== The task ==
Rewrite part of the listing below as a JSON list of strings, one string per line with blank lines dropped. Begin at the line containing "Practice step: pick out every instance of the green", continue through the line containing "[(188, 208), (420, 228), (210, 207)]", and include both of those lines.

A block of data:
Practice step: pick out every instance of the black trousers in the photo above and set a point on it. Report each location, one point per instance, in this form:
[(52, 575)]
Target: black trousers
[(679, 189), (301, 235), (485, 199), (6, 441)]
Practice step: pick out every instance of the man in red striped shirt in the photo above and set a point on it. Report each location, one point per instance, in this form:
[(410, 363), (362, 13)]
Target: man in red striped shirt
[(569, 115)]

--

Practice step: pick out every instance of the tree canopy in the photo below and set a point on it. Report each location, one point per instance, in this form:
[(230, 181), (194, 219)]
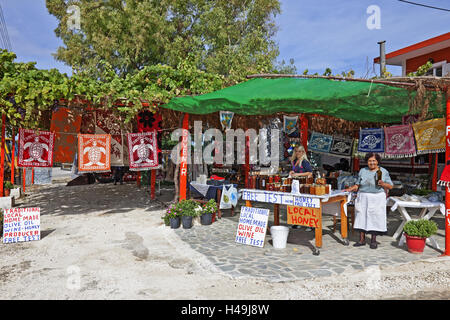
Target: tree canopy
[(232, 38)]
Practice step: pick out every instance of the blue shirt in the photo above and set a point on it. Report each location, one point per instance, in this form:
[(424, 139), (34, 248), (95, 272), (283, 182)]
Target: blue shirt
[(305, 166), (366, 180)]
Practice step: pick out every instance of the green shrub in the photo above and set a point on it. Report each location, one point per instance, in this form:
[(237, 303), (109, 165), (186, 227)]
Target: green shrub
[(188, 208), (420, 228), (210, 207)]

==

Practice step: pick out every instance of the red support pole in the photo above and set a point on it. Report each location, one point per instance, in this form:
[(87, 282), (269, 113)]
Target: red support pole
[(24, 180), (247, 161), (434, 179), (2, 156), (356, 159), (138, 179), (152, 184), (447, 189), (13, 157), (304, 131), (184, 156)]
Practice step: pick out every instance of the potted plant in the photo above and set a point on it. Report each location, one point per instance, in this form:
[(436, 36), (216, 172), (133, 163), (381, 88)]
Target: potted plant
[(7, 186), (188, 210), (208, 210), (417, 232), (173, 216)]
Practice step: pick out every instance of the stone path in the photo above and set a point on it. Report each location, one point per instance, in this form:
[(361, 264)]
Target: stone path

== Task response ==
[
  "Practice step: pick out every instance of the green shrub in the photo above and set a point on it. Report each location, one point per instance, in this form:",
  "[(237, 303), (109, 165), (186, 227)]",
  "Target: green shrub",
  "[(188, 208), (420, 228), (210, 207)]"
]